OPDRACHTEN:
a) Geef het stuk uit de uitspraak van "In deze zaak" tot en met "betrekking tot waterbeheer." opnieuw weer en verander daarin "wettelijke rente" in "handelsrente".
b) Beantwoord de volgende vragen over de uitspraak:
(i) Welke rechtbank heeft de uitspraak gedaan?
(ii) Op welke datum is de vordering van HHNK ingesteld?
(iii) Welk bedrag vordert de gedaagde als schadevergoeding voor onderhoudswerkzaamheden aan dammen?

BRONDOCUMENT:

########

ECLI:NL:RBNHO:2023:2581

Rechtbank Noord-Holland

Datum uitspraak
22 maart 2023
Publicatiedatum
22 maart 2023
Zaaknummer
7374674 / CV EXPL 18-5895
Instantie
Rechtbank Noord-Holland
Type
Uitspraak
Procedures
  • Eerste aanleg - enkelvoudig
Rechters
  • T.M. van Wassenaer
Vindplaatsen
  • Rechtspraak.nl
AI samenvatting door LexboostAutomatisch gegenereerd

Geschil over oppervlakte percelen voortvloeiende uit koopovereenkomst tussen Hoogheemraadschap Hollands Noorderkwartier en gedaagde

In deze zaak heeft het Hoogheemraadschap Hollands Noorderkwartier (HHNK) een vordering ingesteld tegen [gedaagde] met betrekking tot een geschil over de oppervlakte van percelen die door HHNK zijn aangekocht. De vordering is ingesteld op 22 november 2018, waarbij HHNK stelt dat zij een oppervlakte van 1.109 m2 minder heeft gekocht dan waarvoor zij heeft betaald. HHNK vordert een bedrag van € 7.957,77, vermeerderd met wettelijke rente en proceskosten. De gedaagde heeft schriftelijk geantwoord en een tegenvordering ingediend, waarin hij stelt dat HHNK onrechtmatig heeft gehandeld en vordert een schadevergoeding van € 19.576,63 voor onderhoudswerkzaamheden aan dammen, alsook andere vorderingen met betrekking tot waterbeheer.

########

AANGELEVERDE GEGEVENS:

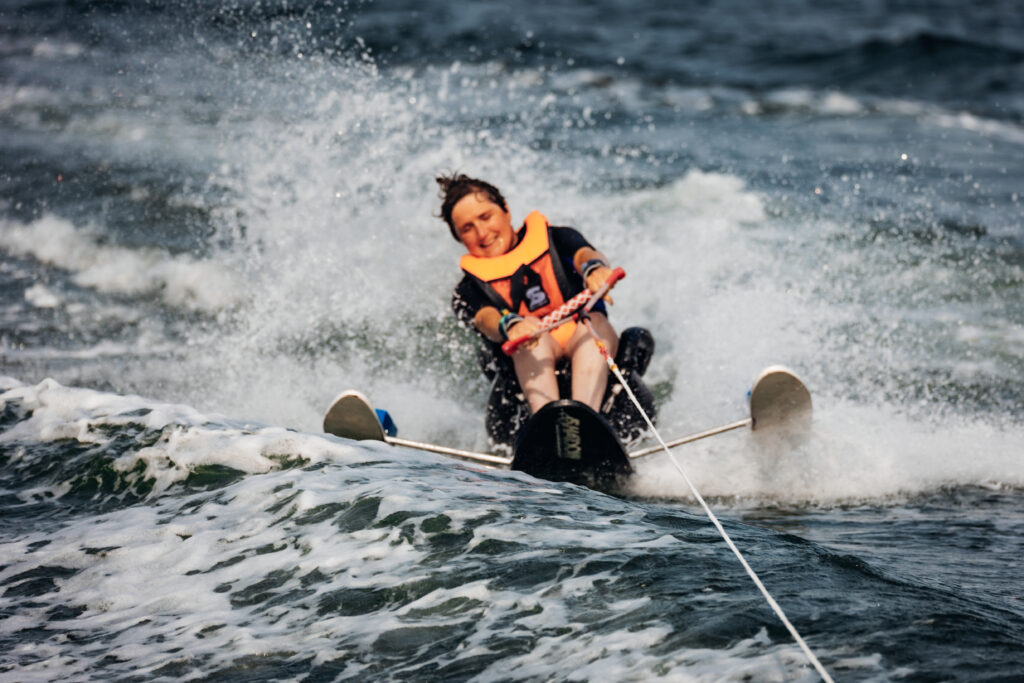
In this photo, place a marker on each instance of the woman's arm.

########

ANTWOORDEN:
a)
In deze zaak heeft het Hoogheemraadschap Hollands Noorderkwartier (HHNK) een vordering ingesteld tegen [gedaagde] met betrekking tot een geschil over de oppervlakte van percelen die door HHNK zijn aangekocht. De vordering is ingesteld op 22 november 2018, waarbij HHNK stelt dat zij een oppervlakte van 1.109 m2 minder heeft gekocht dan waarvoor zij heeft betaald. HHNK vordert een bedrag van € 7.957,77, vermeerderd met handelsrente en proceskosten. De gedaagde heeft schriftelijk geantwoord en een tegenvordering ingediend, waarin hij stelt dat HHNK onrechtmatig heeft gehandeld en vordert een schadevergoeding van € 19.576,63 voor onderhoudswerkzaamheden aan dammen, alsook andere vorderingen met betrekking tot waterbeheer.

b)
(i) Rechtbank Noord-Holland.
(ii) Op 22 november 2018.
(iii) € 19.576,63.